_Document extract_
*** Block opens ***

\authorinfo

Further author information: (Send correspondence to Matthew Seaberg)
Matthew Seaberg: E-mail: seaberg@slac.stanford.edu

Machine Learning Based Alignment For LCLS-II-HE Optics

Aashwin Mishra SLAC National Accelerator Laboratory, Menlo Park, CA 94025, USA Nicholas Brennan SLAC National Accelerator Laboratory, Menlo Park, CA 94025, USA Tianyu Huang SLAC National Accelerator Laboratory, Menlo Park, CA 94025, USA Jason Jaquith SLAC National Accelerator Laboratory, Menlo Park, CA 94025, USA Hasan Yavaş SLAC National Accelerator Laboratory, Menlo Park, CA 94025, USA Matthew Seaberg SLAC National Accelerator Laboratory, Menlo Park, CA 94025, USA

Abstract

The hard X-ray instruments at the Linac Coherent Light Source are in the design phase for upgrades that will take full advantage of the high repetition rates that will become available with LCLS-II-HE. The current X-ray Correlation Spectroscopy instrument will be converted to the Dynamic X-ray Scattering instrument, and will feature a meV-scale high-resolution monochromator at its front end with unprecedented coherent flux. With the new capability come many engineering and design challenges, not least of which is the sensitivity to long-term drift of the optics. With this in mind, we have estimated the system tolerance to angular drift and vibration for all the relevant optics ( $\sim$ 10 components) in terms of how the central energy out of the monochromator will be affected to inform the mechanical design. Additionally, we have started planning for methods to correct for such drifts using available (both invasive and non-invasive) X-ray beam diagnostics. In simulations, we have demonstrated the ability of trained Machine Learning models to correct misalignments to maintain the desired central energy and optical axis within the necessary tolerances. Additionally, we exhibit the use of Bayesian Optimization to minimize the impact of thermal deformations of crystals as well as beam alignment from scratch. The initial results are very promising and efforts to further extend this work are ongoing.

keywords:

Linac Coherent Light Source, X-ray beam diagnostics, Machine Learning, Bayesian Optimization

1 INTRODUCTION

The Linac Coherent Light Source (LCLS), the first hard X-ray free electron laser in the world, has recently completed the LCLS-II upgrade and is ready to be turned on to deliver high repetition rate at soft X-ray energies. The LCLS-II-HE project is currently in the design phase and will extend LCLS-II to hard X-ray energies, eventually reaching 20 keV. With LCLS-II-HE, we have an opportunity to make measurements that are orders of magnitude more sensitive than what can be made currently at LCLS. This can take many shapes and forms, including high-resolution spectroscopic measurements at the upcoming Dynamic X-ray Scattering (DXS) instrument, all the way to imaging operando systems with high resolution by taking advantage of the unprecedented coherent flux[1].

All of these new directions rely on sensitive (and sometimes complex) optical systems that are often spread over many meters and must be aligned properly and efficiently. Furthermore, in order to ensure successful experiments the proper alignment must be maintained within a tight tolerance over the course of hours to days. These are tasks that are increasingly challenging for a human expert to perform without help. Here, we present first steps towards the use of Machine Learning (ML) methods for the alignment and drift correction of a model x-ray optical system. The system chosen for the study is a novel hard X-ray high-resolution monochromator (HRM), designed to preserve the bandwidth-limited XFEL pulse duration. The system is based on the zero dispersion stretcher concept developed for ultrafast lasers, the details of which will be the subject of a forthcoming article and not described here. As the system currently only exists at the conceptual level, all of the results presented in the following sections are based on wave optics simulations rather than physical experiments.

*** Block closes ***

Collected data
*** Block opens ***

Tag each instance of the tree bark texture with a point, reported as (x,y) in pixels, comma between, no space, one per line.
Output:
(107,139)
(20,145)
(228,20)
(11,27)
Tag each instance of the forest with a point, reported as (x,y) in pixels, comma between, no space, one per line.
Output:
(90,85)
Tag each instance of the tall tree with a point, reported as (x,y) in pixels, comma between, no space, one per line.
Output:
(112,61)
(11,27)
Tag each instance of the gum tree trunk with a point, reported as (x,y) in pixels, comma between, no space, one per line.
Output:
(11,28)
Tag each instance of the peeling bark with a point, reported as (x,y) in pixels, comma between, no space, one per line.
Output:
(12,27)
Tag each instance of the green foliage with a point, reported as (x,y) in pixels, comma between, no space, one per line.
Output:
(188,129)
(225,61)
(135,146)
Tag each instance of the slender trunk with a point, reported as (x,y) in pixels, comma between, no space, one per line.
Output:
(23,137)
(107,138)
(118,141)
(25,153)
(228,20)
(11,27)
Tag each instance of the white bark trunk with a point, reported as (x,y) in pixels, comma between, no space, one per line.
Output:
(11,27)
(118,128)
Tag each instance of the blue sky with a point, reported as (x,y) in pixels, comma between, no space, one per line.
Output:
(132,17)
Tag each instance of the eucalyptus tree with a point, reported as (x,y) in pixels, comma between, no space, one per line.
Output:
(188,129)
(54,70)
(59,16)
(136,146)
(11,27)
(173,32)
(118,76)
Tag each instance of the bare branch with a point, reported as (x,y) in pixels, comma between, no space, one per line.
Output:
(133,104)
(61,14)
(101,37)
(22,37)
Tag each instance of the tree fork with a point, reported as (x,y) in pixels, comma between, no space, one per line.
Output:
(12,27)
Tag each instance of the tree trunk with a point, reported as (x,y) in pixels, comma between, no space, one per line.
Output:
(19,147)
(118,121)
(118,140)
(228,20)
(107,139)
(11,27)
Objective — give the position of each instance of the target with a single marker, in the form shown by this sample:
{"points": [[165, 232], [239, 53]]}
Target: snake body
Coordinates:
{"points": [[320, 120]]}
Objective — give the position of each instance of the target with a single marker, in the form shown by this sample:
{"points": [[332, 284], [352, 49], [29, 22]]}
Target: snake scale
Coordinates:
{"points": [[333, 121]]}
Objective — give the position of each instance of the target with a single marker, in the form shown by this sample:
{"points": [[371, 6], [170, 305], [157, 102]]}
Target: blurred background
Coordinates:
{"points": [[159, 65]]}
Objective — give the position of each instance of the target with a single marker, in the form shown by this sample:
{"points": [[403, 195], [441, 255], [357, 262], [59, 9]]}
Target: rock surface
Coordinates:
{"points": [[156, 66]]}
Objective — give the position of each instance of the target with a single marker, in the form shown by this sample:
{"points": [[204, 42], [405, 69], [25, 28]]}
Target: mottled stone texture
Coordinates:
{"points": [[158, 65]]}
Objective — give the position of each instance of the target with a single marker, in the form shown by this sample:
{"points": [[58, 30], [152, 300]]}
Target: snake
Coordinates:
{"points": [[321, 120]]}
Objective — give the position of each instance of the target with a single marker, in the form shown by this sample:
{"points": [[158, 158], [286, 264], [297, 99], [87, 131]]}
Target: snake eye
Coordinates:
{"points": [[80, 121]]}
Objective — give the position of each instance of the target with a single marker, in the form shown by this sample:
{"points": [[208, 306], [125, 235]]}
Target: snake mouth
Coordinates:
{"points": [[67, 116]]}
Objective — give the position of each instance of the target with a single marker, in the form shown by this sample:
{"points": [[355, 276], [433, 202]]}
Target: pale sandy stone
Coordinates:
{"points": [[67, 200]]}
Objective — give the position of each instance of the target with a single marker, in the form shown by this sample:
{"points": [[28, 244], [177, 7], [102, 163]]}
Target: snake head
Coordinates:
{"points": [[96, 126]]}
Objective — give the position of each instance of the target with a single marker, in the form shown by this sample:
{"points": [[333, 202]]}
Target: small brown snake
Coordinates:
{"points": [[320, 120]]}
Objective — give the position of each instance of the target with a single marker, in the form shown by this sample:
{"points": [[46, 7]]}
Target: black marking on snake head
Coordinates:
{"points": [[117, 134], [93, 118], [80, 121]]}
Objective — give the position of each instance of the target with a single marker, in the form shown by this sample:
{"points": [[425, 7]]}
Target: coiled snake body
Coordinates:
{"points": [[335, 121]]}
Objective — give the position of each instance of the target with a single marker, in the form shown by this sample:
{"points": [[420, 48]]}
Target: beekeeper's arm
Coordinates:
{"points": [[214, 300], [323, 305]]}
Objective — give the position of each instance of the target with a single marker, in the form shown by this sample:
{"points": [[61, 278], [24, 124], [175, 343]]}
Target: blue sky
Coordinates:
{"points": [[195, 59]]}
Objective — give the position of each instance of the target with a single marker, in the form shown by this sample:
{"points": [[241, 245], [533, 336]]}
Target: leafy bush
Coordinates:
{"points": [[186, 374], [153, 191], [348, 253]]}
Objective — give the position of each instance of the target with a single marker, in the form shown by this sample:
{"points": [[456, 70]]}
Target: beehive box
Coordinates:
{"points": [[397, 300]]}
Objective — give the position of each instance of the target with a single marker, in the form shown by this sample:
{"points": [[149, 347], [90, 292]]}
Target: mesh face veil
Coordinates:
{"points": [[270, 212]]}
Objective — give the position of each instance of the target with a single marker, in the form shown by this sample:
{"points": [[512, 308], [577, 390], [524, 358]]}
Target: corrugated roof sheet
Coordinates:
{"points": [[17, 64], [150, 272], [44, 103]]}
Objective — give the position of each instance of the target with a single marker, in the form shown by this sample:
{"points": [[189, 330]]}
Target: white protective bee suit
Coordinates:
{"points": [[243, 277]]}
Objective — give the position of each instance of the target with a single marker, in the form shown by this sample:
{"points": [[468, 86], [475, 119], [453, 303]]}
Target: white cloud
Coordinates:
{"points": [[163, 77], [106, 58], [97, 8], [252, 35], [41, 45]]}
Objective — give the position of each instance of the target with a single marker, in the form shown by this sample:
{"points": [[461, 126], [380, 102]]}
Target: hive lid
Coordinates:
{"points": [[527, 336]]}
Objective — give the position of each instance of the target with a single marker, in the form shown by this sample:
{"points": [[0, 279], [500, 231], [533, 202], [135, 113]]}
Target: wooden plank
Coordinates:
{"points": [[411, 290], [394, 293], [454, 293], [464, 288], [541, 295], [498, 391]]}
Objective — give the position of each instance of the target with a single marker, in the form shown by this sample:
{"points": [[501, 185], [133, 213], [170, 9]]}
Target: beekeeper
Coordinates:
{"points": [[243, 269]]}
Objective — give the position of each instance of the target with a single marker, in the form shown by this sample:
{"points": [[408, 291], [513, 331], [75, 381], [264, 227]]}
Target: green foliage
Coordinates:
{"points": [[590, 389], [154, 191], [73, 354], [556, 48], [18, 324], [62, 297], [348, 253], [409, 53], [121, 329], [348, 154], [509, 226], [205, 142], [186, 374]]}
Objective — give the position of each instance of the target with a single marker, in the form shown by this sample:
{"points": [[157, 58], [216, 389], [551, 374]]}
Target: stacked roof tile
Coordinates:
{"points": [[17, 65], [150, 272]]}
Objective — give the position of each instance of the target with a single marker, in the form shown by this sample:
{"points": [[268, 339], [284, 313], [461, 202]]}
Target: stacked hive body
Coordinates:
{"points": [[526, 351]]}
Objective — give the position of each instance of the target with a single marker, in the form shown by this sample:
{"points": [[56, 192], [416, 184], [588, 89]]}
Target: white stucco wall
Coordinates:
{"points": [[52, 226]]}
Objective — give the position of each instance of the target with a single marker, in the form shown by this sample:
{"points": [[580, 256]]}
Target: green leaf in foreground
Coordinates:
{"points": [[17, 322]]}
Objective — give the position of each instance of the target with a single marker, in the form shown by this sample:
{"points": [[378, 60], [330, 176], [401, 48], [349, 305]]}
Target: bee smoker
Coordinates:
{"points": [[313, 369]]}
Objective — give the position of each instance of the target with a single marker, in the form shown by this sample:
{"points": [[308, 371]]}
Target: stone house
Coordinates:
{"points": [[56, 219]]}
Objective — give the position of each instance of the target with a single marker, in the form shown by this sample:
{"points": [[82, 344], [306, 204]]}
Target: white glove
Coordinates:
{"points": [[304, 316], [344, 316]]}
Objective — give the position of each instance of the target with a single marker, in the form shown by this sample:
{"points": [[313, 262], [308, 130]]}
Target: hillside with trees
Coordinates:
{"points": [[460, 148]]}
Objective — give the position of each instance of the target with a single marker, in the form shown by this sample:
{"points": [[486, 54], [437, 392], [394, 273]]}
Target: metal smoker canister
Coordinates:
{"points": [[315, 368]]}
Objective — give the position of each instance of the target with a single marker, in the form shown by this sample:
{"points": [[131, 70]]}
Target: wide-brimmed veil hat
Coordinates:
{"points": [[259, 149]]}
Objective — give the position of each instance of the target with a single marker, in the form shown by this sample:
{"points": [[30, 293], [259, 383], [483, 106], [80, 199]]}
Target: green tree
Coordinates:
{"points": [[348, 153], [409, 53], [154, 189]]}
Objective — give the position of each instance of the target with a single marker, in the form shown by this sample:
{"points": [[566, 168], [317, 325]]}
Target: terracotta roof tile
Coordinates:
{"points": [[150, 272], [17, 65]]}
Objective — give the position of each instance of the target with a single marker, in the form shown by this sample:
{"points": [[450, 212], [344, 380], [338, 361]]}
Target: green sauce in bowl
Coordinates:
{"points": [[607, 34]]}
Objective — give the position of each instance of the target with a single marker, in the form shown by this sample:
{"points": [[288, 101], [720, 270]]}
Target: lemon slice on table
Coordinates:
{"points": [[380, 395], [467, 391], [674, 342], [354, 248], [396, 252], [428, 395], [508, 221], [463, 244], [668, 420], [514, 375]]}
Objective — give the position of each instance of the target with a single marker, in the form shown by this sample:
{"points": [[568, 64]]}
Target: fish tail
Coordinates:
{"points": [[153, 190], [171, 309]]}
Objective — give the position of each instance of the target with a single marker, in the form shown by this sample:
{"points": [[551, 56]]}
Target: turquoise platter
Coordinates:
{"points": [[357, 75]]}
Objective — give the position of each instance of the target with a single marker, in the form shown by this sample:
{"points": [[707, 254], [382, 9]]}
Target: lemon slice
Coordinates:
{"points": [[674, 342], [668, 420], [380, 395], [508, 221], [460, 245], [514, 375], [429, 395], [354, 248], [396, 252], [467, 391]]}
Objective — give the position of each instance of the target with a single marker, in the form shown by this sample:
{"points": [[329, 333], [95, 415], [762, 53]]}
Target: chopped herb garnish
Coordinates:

*** Block closes ***

_Task 1_
In the article on X-ray optics alignment, translate this sentence into Spanish: "These are tasks that are increasingly challenging for a human expert to perform without help."
_Task 2_
Proceed with the article on X-ray optics alignment, writing on from its final sentence.

_Written response 1_
Estas son tareas que resultan cada vez más difíciles de realizar para un experto humano sin ayuda.

_Written response 2_
For the purposes of this manuscript, this monochromator design provides a case study of a system with many degrees of freedom and X-ray beam diagnostics, with a photon energy output that is strongly sensitive (relative to the desired $\sim$ meV resolution) to misalignments of a number of the relevant degrees of freedom. Furthermore, with the LCLS-II-HE upgrade, the anticipated increase in repetition rate is expected to eventually produce $>$ 100W of average power, meaning that in some cases individual optics (crystals, mirrors, etc) can absorb 10’s of Watts of beam power. This will result in thermal deformation of the optical surface that may have a sizable impact on the XFEL wavefront, thus impacting the beam focusing quality which in turn will degrade the monochromator resolution[2]. All of these effects can be simulated, the results of which can be used to influence the design of the system, as well as to inform and test mitigation strategies such as those described here.

In this study, we considered three distinct test cases. First, we used Bayesian Optimization to mitigate the simulated impact of crystal thermal deformation under a high heat-load. Second, we exhibit the potential of Bayesian Optimization for the alignment of a section of the monochromator optical system from scratch. Finally, we investigated the use of a Support Vector Machine in a feedback loop to compensate for simulated optical misalignments of the monochromator consistent with expected thermal drift on the minutes to hours timescale, including 5 misalignment degrees of freedom as well as 6 diagnostic devices that are included in the design.

The manuscript is arranged as follows: after a detailed overview in Section I, in Section II we outline some of the concepts from data-driven modeling and control that are utilized in this investigation. Then, in Section III, we outline each of our test cases, report the results therefrom, and discuss the same. The manuscript concludes with a summary and outline of future steps in Section IV.

2 Mathematical Details

In this section, we provide an overview of the concepts and techniques utilized in this investigation. The objective is to ensure that domain experts are introduced to the Machine Learning approaches utilized in this investigation, so as to ensure that this communication is self-contained. Interested readers are referred to other literature[3, 4, 5] for detailed discussions.

Machine Learning (ML) is a branch of artificial intelligence that specifically focuses on enabling computer-based systems to infer predictive models from data. The notion of learning expresses the ability of such an algorithm to progressively improve its performance in a specific task by processing relevant data and information. Traditionally, algorithms do not rely on explicit rules from domain experts for how to perform the task. However, a growing branch of ML demonstrates that learning can be improved by merging ML algorithms with domain expertise. Depending on the context, this has been referred to as Domain Aware Machine Learning or Physics Informed Machine Learning. In ML, supervised learning encompasses methods that learn from a collection of labeled data, $\{(x,y)_{i}\}^{N_{l}}_{i=1}$ to predict an outcome $\hat{y}$ for an input $\hat{x}$ , through application of a learning hypothesis $f(\hat{x})$ . Common applications of supervised learning include classification and regression problems.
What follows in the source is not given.